Required work: Copy out the records precisely, omitting pictures.

Natural language region descriptions:
Segment Open
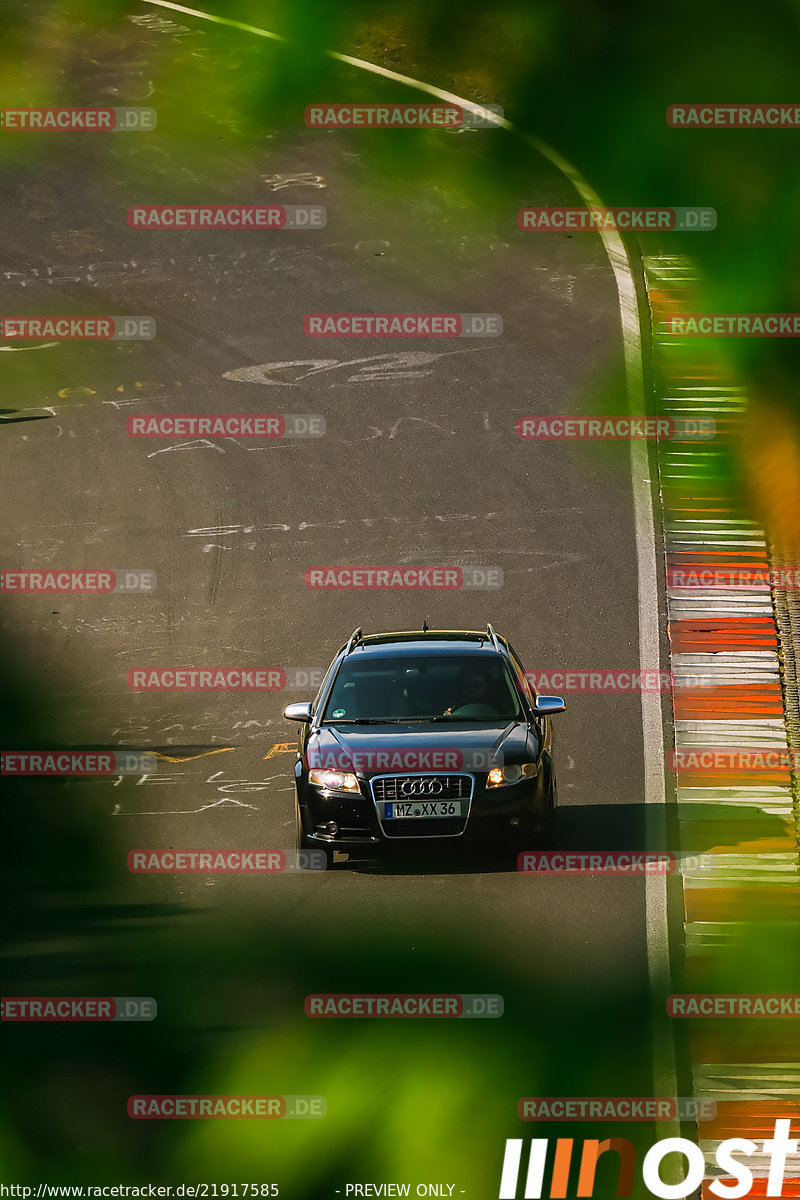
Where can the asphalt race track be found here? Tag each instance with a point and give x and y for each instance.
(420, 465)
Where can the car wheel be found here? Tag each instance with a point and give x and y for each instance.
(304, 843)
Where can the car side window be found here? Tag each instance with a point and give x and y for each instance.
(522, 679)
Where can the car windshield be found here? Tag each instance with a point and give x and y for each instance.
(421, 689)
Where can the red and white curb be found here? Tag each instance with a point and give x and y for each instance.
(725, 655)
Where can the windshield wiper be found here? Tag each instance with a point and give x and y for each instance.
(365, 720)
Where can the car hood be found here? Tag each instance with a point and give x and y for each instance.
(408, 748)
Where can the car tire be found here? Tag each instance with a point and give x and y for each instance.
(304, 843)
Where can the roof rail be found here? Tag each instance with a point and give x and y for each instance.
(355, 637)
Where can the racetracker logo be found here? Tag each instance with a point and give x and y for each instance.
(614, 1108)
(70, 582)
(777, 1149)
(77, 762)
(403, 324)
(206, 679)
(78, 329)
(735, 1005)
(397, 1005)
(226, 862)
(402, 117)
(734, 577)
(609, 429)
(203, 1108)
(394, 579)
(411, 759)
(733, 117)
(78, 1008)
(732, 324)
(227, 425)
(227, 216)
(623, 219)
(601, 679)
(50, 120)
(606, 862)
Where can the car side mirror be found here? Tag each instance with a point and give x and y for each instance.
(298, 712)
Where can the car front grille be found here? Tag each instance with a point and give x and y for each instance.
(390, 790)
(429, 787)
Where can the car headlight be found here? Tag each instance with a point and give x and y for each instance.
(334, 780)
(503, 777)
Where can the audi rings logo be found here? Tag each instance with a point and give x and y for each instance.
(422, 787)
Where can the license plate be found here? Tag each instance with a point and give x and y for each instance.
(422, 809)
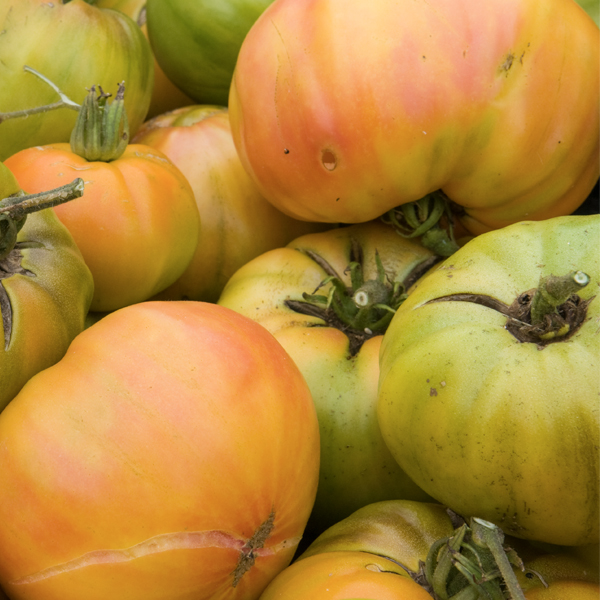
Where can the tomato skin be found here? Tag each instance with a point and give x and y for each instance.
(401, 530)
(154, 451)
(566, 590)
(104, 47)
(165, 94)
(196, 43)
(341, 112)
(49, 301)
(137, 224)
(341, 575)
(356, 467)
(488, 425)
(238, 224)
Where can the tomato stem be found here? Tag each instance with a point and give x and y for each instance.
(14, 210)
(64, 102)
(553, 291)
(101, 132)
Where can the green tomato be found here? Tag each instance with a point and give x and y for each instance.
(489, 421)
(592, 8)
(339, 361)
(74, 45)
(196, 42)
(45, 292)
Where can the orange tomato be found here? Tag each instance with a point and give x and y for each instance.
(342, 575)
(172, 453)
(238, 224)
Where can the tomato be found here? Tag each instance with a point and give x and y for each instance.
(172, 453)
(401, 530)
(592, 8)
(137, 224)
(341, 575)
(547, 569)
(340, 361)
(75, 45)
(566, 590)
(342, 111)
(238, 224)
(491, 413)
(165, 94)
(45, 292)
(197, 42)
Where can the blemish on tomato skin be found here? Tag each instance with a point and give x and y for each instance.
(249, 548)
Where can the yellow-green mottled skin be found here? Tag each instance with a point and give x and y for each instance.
Segment Closed
Answer box:
Where can the asphalt race track be found here? Tag each instance with a point and give x and y for each instance.
(420, 465)
Where can the car wheel be found here? Tag each instance with a point and give x and y for each instance.
(304, 843)
Where can the car side window be found here? Tag each instance with a point and give x and y for each instance.
(522, 679)
Where can the car windshield be found here? Tag each instance with a point and give x and y for each instance.
(421, 689)
Where can the red and white curb be found here? Tag each instance with a point and give x and y for each instance.
(725, 655)
Where can the windshield wiper be found here? Tag each instance with a point and give x and y for each instance.
(365, 720)
Where can the car hood be found here? Tag each instance with a point and give x and y for each instance.
(408, 748)
Where can the car tire be found here? Tag each instance with a point and give x and y for each instance.
(304, 843)
Where can the roof rail be found here? Tag each instance with a point and give x and y for each instance.
(355, 637)
Where can the racetracker logo be found here? Tag each instance with a point and give x and y for each instance.
(614, 1108)
(70, 582)
(777, 1149)
(77, 762)
(403, 324)
(206, 679)
(78, 329)
(735, 1005)
(397, 1005)
(226, 862)
(402, 117)
(734, 577)
(609, 429)
(203, 1108)
(394, 579)
(411, 759)
(733, 117)
(78, 1008)
(732, 324)
(227, 425)
(227, 216)
(623, 219)
(601, 679)
(50, 120)
(606, 862)
Where can the car side mirror be found here? Tag each instance with a point and give x and y for each instance.
(298, 712)
Where can the car front grille be found here? Tag each instance with a point and give x and y for each instance.
(390, 790)
(429, 787)
Where can the car headlight be found here? Tag each instance with a point and give x and y for each instance.
(334, 780)
(503, 777)
Where can the audi rings logo be found here? Tag each instance with a point and give x and y for each instance.
(422, 787)
Where can the license plate be found here? Tag each instance with a point and give x and y for each instance.
(422, 809)
Where can the tomato skin be found here? Tag each instance with a point and give x and y for each instance.
(401, 530)
(154, 451)
(566, 590)
(104, 47)
(165, 94)
(196, 43)
(341, 112)
(49, 301)
(137, 224)
(341, 575)
(356, 467)
(488, 425)
(238, 224)
Where can the tomato stem be found here? Tag each instance with a point and give x and y for each instance.
(14, 210)
(64, 102)
(553, 291)
(101, 132)
Where can the green tomato be found here? Tag each instance with a point and give x and y for each instance.
(489, 421)
(592, 8)
(339, 361)
(74, 45)
(196, 42)
(45, 292)
Where can the orange tomato be found here? Tag each instance with a point and give x and y for each instance.
(342, 575)
(172, 453)
(238, 224)
Where can the tomato be found here? Tag each instance with a point and give x and y for each instance.
(172, 453)
(401, 530)
(592, 8)
(137, 224)
(341, 575)
(547, 569)
(340, 361)
(75, 45)
(566, 590)
(342, 111)
(238, 224)
(491, 413)
(165, 94)
(45, 292)
(197, 42)
Where can the blemish on tomato skin be found here? Tag each instance with a point and give x and y for each instance.
(249, 548)
Where can the yellow-green mottled skin be found here? Tag each instance with a point and give x and y for each instance.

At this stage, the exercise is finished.